====== Exercise materials ======

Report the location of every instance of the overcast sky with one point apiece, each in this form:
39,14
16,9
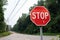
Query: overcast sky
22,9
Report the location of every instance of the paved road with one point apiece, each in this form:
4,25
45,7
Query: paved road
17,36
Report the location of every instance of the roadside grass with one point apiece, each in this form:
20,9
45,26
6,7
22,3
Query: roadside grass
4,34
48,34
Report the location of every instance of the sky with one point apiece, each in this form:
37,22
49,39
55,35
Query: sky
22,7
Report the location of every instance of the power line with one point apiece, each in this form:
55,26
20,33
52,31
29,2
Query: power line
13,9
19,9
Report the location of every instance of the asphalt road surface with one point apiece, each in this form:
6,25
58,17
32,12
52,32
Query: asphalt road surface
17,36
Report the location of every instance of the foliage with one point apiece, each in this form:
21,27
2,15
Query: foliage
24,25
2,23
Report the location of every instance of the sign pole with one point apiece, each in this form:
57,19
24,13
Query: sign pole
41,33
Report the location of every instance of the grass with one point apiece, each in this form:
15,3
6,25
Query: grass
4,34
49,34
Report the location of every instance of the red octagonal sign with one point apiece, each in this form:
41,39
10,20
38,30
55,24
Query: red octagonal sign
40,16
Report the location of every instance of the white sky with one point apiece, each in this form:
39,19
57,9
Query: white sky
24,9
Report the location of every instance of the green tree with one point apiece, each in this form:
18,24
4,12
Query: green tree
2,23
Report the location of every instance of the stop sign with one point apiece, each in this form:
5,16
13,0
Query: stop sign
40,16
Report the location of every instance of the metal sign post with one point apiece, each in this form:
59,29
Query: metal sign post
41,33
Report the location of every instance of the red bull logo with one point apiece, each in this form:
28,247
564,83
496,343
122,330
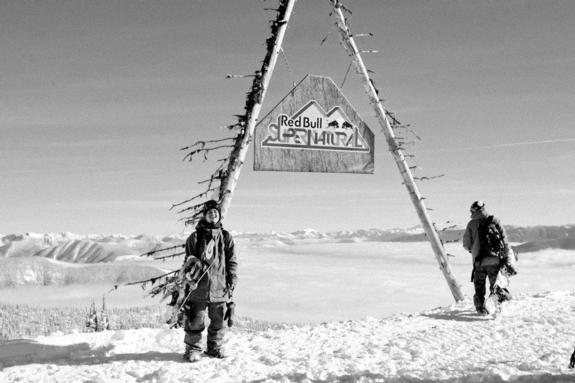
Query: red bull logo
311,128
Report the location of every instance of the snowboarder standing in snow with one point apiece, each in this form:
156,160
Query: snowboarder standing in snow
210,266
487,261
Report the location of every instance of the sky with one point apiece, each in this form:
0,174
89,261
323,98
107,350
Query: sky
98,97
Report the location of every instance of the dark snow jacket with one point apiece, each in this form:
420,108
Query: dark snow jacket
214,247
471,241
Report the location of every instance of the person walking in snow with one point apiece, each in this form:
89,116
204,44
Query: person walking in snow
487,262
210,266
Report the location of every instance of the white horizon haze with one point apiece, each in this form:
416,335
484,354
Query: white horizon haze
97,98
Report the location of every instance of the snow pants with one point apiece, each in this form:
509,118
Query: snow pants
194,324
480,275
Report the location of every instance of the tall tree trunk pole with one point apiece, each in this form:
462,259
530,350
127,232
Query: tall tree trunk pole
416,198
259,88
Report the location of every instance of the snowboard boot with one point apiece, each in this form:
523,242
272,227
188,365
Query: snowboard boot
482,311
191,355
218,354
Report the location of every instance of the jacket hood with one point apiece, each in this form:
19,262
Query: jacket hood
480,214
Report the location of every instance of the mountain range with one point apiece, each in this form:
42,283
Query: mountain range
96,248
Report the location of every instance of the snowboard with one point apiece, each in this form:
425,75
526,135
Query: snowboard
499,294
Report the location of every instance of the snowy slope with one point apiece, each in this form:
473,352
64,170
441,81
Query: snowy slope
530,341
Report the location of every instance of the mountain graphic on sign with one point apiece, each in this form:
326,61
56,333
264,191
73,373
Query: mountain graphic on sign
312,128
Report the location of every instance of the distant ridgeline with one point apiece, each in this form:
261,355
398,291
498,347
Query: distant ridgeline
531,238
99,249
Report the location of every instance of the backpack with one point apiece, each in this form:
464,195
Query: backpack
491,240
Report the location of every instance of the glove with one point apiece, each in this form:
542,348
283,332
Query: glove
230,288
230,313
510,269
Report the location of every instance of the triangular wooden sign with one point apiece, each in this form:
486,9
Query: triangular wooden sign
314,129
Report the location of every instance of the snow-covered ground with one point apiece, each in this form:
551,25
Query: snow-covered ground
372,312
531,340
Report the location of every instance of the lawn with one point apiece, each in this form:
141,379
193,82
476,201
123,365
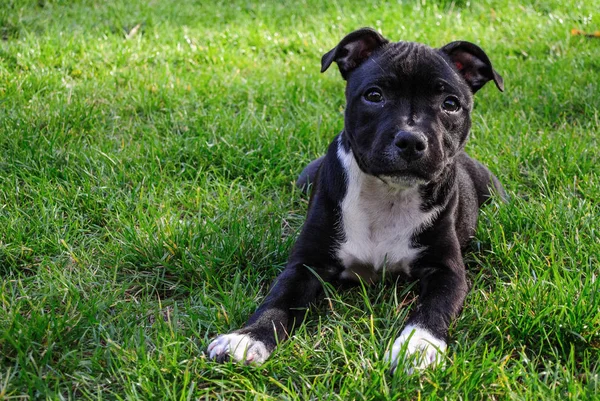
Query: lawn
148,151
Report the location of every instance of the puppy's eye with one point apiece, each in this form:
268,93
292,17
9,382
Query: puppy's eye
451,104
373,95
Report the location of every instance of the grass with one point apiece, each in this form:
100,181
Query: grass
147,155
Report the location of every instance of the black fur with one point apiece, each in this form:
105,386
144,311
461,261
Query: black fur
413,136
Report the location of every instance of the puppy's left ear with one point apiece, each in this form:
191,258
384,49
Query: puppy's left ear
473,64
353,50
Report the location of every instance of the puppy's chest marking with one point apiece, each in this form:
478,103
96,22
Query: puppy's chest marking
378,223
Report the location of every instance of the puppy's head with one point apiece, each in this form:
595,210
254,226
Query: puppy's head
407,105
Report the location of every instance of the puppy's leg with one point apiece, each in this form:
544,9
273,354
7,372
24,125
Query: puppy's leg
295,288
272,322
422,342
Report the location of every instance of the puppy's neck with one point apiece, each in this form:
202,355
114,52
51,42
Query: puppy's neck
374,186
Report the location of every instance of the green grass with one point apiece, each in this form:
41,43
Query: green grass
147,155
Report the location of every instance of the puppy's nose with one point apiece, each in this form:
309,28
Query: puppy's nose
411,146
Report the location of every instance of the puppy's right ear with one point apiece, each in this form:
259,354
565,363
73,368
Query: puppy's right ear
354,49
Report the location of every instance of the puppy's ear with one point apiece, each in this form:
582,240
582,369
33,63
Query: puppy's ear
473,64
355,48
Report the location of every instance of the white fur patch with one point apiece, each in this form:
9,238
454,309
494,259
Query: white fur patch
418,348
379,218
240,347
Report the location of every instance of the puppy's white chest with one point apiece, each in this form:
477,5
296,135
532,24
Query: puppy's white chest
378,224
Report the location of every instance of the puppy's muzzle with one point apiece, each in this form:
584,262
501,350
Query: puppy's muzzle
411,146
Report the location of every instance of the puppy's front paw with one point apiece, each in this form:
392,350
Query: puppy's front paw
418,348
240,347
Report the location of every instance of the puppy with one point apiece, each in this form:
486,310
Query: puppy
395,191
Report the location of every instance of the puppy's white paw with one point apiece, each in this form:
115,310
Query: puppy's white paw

======

- Task directions:
Copy every record exactly, leaving the pictures out.

- Solution:
Report the location of every instance of the overcast sky with one point apiece, each in this form:
39,14
16,9
Query: overcast sky
22,9
Report the location of every instance of the paved road with one point apiece, each in this form:
4,25
45,7
Query: paved road
17,36
Report the location of every instance of the roadside grass with one point apiece, each in this form:
20,9
45,26
6,7
22,3
Query: roadside grass
4,34
48,34
Report the location of every instance of the sky with one point apiece, each in this form:
37,22
49,39
55,35
Query: sky
22,7
Report the location of every instance of the power line with one point apiece, each in this form:
55,26
20,33
52,31
29,2
Query: power line
13,9
19,9
Report the location of every instance of the asphalt road surface with one point apiece, each in this form:
6,25
58,17
32,12
52,32
Query: asphalt road surface
17,36
Report the location of every instance of the foliage with one point apiece, each in this form:
21,27
2,15
Query: foliage
24,25
2,23
Report the location of every instance of the sign pole with one point apiece, each in this form:
57,19
24,13
Query: sign pole
41,33
Report the location of every instance of the grass with one point apiece, each in this form:
15,3
6,25
Query: grass
4,34
49,34
Report the location of every instance of the red octagonal sign with one point apiece, each in this form:
41,39
10,20
38,30
55,24
Query: red octagonal sign
40,16
Report the location of every instance of the white sky with one point apiece, each in this form:
39,19
57,9
Query: white sky
24,9
Report the location of every instance of the green tree with one point apiece, each in this form:
18,24
4,12
Query: green tree
2,23
Report the location of every instance of the stop sign with one point apiece, each in this form:
5,16
13,0
Query: stop sign
40,16
Report the location of every instance of the metal sign post with one point apiece, each in this form:
59,29
Query: metal sign post
41,33
Report the location of every instance of the red bull logo with one point apiece, each in this form:
28,247
564,83
496,343
122,330
Query: red bull logo
311,128
Report the location of every instance of the snowboarder standing in snow with one point apiece, each in this form:
156,160
Query: snowboarder standing in snow
210,266
487,261
Report the location of every instance of the sky with one point apiece, each in this form:
0,174
89,261
323,98
107,350
Query: sky
98,97
Report the location of every instance of the dark snow jacket with one point apiece, each in this form:
420,108
Query: dark snow jacket
214,247
471,241
Report the location of every instance of the person walking in snow with one point apiece, each in this form:
89,116
204,44
Query: person walking in snow
487,262
210,266
Report the location of every instance of the white horizon haze with one point apiece, each in this form:
416,335
484,354
Query: white horizon haze
97,98
Report the location of every instance of the snow pants with one point apiece, each in this form:
509,118
Query: snow pants
194,324
480,275
Report the location of every instance of the tall tree trunk pole with one point apiece, each in this form:
462,259
530,350
127,232
Query: tall tree trunk pole
416,198
259,88
Report the location of every instance of the snowboard boot with one point apiece, each in this form:
523,242
272,227
188,365
Query: snowboard boot
482,311
191,355
218,354
Report the location of every instance of the jacket hood with one point apiece, each in this form:
19,262
Query: jacket hood
480,214
Report the location of every instance of the mountain range with one point apiece, each in this form:
42,283
Query: mountain range
96,248
Report the location of every instance of the snowboard with one point apiece, each in this form:
425,75
526,135
Query: snowboard
499,294
Report the location of every instance of the snowy slope with one point apiece, each in this form:
473,352
64,170
441,81
Query: snowy slope
530,341
Report the location of every instance of the mountain graphic on sign with one point apiece, each in this form:
326,61
56,333
264,191
73,373
Query: mountain graphic on sign
312,128
Report the location of every instance of the distant ridgeline with one point apiece, each in this form:
261,355
398,291
498,347
Query: distant ridgeline
531,238
99,249
Report the location of every instance of the backpack with one point apiece, each in this form:
464,195
Query: backpack
491,240
Report the location of every instance of the glove with one point apiece, each in this form:
542,348
283,332
Query: glove
230,288
230,313
510,269
Report the location of every instance of the triangular wooden sign with one point apiece, each in this form:
486,9
Query: triangular wooden sign
314,129
Report the location of every instance of the snow-covered ground with one point apiece, each in this form:
551,25
Query: snow-covered ground
372,312
531,340
Report the location of every instance of the lawn with one point apiece, each in this form:
141,379
193,82
476,201
123,365
Query: lawn
148,151
Report the location of every instance of the puppy's eye with one point apiece, each in this form:
268,93
292,17
9,382
Query: puppy's eye
451,104
373,95
Report the location of every instance of the grass with one point apiece, each in this form:
100,181
Query: grass
147,155
Report the location of every instance of the black fur with one point apiece, each in this form:
105,386
144,311
461,261
Query: black fur
413,136
Report the location of every instance of the puppy's left ear with one point apiece, each in this form:
191,258
384,49
Query: puppy's left ear
473,64
353,50
Report the location of every instance of the puppy's chest marking with one point apiece, each in this form:
478,103
96,22
Query: puppy's chest marking
378,223
Report the location of every instance of the puppy's head with one point apiece, each in this form:
595,210
254,226
Query: puppy's head
407,105
Report the location of every instance of the puppy's leg with one point apiece, each in this form:
544,9
273,354
7,372
24,125
Query: puppy's leg
295,288
272,322
422,342
Report the location of every instance of the puppy's neck with one point apiece, each in this form:
202,355
114,52
51,42
Query: puppy's neck
374,186
Report the location of every instance of the green grass with one point apiece, each in this form:
41,43
Query: green grass
147,155
Report the location of every instance of the puppy's nose with one point apiece, each in this form:
309,28
Query: puppy's nose
411,146
Report the location of every instance of the puppy's right ear with one point apiece, each in this form:
259,354
565,363
73,368
Query: puppy's right ear
354,49
Report the location of every instance of the puppy's ear with one point apiece, each in this form:
582,240
582,369
33,63
Query: puppy's ear
473,64
355,48
Report the location of every instance of the white fur patch with one point apiece, each in this form:
9,238
454,309
494,259
Query: white fur patch
418,348
379,218
240,347
Report the location of every instance of the puppy's white chest with one point apiece, each in this form:
477,5
296,135
532,24
Query: puppy's white chest
378,224
Report the location of every instance of the puppy's muzzle with one point apiece, each in this form:
584,262
501,350
Query: puppy's muzzle
411,146
Report the location of every instance of the puppy's front paw with one point apiece, each in this form:
392,350
Query: puppy's front paw
418,348
240,347
Report the location of every instance of the puppy with one point apiece, each in this form:
486,310
Query: puppy
395,191
Report the location of every instance of the puppy's white paw with one point apiece, each in this form:
115,310
Query: puppy's white paw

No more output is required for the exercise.